Image point grounding data:
[Start of Attachment]

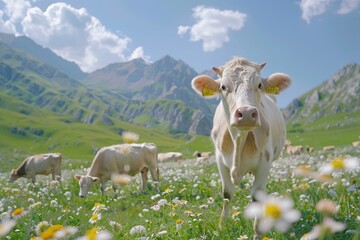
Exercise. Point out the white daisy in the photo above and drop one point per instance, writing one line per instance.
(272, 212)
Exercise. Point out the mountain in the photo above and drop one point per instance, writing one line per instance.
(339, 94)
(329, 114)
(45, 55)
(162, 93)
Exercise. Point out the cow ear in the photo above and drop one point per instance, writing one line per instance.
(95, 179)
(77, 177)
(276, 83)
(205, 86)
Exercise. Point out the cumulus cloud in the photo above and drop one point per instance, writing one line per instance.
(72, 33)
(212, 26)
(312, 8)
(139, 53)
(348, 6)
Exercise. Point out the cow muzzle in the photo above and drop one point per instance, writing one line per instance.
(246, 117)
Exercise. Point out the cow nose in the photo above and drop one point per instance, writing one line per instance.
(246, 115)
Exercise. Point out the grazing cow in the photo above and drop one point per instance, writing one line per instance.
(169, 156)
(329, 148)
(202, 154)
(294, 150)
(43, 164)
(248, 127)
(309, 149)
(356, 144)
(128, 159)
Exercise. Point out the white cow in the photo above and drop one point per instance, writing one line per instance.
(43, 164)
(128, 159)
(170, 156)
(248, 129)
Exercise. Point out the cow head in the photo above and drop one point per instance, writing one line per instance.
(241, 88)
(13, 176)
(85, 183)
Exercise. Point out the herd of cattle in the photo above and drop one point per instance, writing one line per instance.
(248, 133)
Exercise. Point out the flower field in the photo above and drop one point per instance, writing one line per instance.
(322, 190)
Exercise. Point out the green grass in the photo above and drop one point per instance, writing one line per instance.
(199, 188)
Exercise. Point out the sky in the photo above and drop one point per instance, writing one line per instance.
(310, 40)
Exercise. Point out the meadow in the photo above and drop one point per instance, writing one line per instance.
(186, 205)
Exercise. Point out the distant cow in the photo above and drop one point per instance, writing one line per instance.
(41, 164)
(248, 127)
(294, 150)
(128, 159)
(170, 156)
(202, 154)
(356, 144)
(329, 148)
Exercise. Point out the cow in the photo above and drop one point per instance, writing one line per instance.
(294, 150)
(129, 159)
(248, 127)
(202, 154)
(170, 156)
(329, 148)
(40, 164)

[End of Attachment]

◆ Work instructions ◆
Repeat the data above starting at the line with "Exercise. Point out the white cow" and ending at its last line, exactly, with no other lines.

◆ Task result ◆
Exercise. Point out the white cow in the photo above and drop one point per instance, writing one line per instance.
(43, 164)
(128, 159)
(170, 156)
(248, 129)
Exercise. Point out the cow head in the photo above and drop one point per instance, writing one line per instance.
(241, 88)
(13, 176)
(85, 183)
Exercise. Point out the herd of cattle in the photo above and drop one point per instance, writing one line per instance.
(248, 133)
Exercise. Point out the flower field in the photo above and drop one point per instance, writing one line per instance.
(322, 190)
Exercise. Point out the green grass in the photo above and drop one point per instance, writing one line per instance.
(199, 188)
Exercise. Point out the sky in the photo above and drop one point per instance, writing one line per instance.
(310, 40)
Exercise. Point out the meadow in the photo above and drop one point per instance, writing one line per instance.
(186, 205)
Exercise. Point out the distant cow in the photo above and drop one point per instance, writing one line per instance.
(41, 164)
(248, 127)
(294, 150)
(128, 159)
(170, 156)
(202, 154)
(356, 144)
(329, 148)
Exercise. Point out the cow in the photo above and drop one point per instance, writing one line per instance.
(294, 150)
(129, 159)
(248, 127)
(202, 154)
(170, 156)
(329, 148)
(40, 164)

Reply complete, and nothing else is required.